== Excerto ==
◆ ◆ ◆ ◆ ◆ ◆ ◆
Muitos investidores que estavam utilizando alavancagem (operando com dinheiro emprestado) viram seu patrimônio ir a zero. Os maiores fundos de investimentos do Brasil tiveram perdas gigantescas no patrimônio, entre eles o Alaska, um dos mais populares. Os ganhos de 2 anos foram apagados em 1 semana.

Agora, já se fala em recessão, mudança de paradigmas na economia mundial e estão prevendo um período difícil, tudo isso em uma questão de meses. Essa é a maior essência dos cisnes negros: eles chegam, causam um impacto gigantesco e mudam toda a configuração do sistema.

Nadando no lago dos cisnes

Não temos, de fato, como prever cisnes negros, é por isso que eles são classificados como eventos raros e imprevisíveis, afinal. É impossível controlar o surgimento desses eventos, pois eles jamais dependerão de nós. Mas é viável se preparar e até mesmo se beneficiar dessas situações.
◆ ◆ ◆ ◆ ◆ ◆ ◆
== Conjunto de itens ==

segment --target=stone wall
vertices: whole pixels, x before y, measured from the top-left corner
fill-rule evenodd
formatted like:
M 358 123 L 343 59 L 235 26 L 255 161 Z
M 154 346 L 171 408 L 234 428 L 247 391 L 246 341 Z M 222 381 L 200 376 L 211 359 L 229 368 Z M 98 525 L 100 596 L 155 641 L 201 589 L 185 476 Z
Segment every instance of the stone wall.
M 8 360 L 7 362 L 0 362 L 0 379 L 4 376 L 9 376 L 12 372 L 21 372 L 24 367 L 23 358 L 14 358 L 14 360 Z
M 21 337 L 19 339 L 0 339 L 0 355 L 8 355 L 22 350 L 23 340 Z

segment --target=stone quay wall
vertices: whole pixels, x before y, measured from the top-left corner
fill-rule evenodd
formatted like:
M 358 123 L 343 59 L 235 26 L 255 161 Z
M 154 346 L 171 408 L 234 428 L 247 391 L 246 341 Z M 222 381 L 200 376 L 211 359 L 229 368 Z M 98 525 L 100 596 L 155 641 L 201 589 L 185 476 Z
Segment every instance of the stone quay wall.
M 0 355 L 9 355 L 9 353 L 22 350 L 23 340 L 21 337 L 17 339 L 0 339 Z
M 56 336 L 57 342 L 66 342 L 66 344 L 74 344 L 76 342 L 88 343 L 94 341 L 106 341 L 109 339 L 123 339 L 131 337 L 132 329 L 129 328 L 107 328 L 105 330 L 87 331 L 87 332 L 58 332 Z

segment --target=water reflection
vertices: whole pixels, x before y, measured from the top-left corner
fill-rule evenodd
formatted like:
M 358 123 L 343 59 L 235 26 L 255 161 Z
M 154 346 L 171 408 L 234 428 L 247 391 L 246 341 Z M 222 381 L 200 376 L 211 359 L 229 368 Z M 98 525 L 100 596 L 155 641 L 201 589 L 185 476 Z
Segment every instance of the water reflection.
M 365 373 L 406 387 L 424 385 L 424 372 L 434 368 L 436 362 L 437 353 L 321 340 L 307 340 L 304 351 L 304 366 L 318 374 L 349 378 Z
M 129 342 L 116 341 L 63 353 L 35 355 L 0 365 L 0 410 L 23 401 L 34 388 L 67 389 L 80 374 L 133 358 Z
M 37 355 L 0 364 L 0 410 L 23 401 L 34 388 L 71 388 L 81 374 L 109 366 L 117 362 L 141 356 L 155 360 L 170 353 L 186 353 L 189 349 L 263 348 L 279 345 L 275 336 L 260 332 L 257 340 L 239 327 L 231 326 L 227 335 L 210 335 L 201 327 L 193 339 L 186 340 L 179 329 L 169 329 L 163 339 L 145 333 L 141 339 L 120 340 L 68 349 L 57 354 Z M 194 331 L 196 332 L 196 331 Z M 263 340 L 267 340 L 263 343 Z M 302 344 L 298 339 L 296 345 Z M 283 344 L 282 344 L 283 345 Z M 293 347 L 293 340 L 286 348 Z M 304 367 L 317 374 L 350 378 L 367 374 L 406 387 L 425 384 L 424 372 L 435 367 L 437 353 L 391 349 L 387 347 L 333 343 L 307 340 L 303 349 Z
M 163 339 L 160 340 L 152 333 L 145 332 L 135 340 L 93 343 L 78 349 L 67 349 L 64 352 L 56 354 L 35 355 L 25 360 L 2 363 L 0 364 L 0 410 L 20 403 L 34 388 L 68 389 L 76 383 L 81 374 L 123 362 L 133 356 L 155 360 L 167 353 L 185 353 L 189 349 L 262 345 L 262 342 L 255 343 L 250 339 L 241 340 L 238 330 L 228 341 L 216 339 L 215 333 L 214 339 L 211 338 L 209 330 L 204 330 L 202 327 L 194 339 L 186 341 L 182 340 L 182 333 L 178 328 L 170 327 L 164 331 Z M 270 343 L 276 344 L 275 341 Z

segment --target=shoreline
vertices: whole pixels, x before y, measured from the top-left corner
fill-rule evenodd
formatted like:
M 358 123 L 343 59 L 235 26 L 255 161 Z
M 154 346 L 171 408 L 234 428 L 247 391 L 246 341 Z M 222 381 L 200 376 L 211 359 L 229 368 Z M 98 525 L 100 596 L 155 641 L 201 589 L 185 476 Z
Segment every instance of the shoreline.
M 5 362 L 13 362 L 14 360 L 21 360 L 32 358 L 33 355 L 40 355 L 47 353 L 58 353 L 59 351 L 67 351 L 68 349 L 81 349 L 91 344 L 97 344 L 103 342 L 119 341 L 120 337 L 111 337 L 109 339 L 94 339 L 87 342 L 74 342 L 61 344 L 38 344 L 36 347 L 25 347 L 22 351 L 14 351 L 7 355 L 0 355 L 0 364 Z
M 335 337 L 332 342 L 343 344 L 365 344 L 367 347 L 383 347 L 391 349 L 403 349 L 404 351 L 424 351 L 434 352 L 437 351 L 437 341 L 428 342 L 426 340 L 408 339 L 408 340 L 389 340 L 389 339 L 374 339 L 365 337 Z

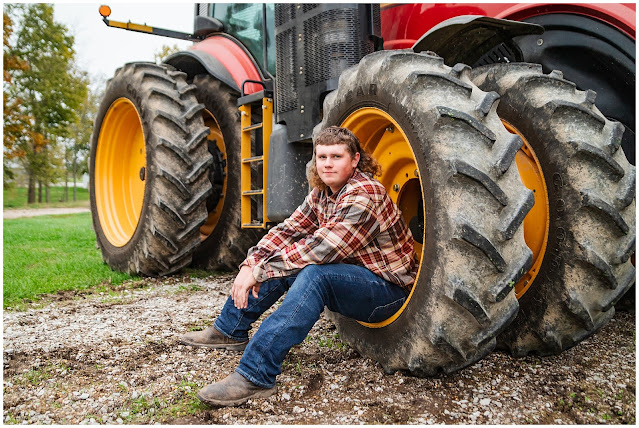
◆ ◆ ◆ ◆ ◆ ◆ ◆
== O que se pede ==
• A. Com base no excerto sobre cisnes negros, responda:
(i) Qual fundo de investimentos, descrito como um dos mais populares, é citado entre os que tiveram perdas gigantescas?
(ii) Em quanto tempo foram apagados os ganhos de 2 anos?
(iii) Segundo o excerto, o que é viável fazer diante desses eventos, embora não seja possível prevê-los?
• B. Estenda o excerto sobre cisnes negros a partir de sua última frase.
Os itens constituem material independente do excerto sobre cisnes negros.

== Respostas às tarefas ==
• A.
(i) O Alaska.
(ii) Em 1 semana.
(iii) Preparar-se e até mesmo beneficiar-se dessas situações.

• B.
O uso da estratégia de Barbell é fundamental para preparar sua carteira de investimentos para esses eventos. Você mantém 90% dos seus ativos em aplicações extremamente seguras (renda fixa, imóveis, dinheiro, poupança) e utiliza outros 10% para investimentos de altíssimo risco (criptomoedas, startups, ações smallcaps, derivativos).

Se os cisnes negros aparecerem, sua perda máxima será de 10%, mas você ainda terá outros 90% para investir e continuar no jogo, ao contrário do investidor que optou pelo risco médio (ações bluechips e fundos imobiliários). Você ainda poderá aproveitar o preço baixo dos ativos.

Fazer seguro de carteira também é uma opção viável. No entanto, você deverá entender do uso de derivativos como opções e contratos futuros para conseguir bons resultados. Comprar opções de venda do Ibovespa pode trazer um grande retorno nesses cenários de cisne negro, pois as opções costumam apresentar uma variação muito maior do que a bolsa.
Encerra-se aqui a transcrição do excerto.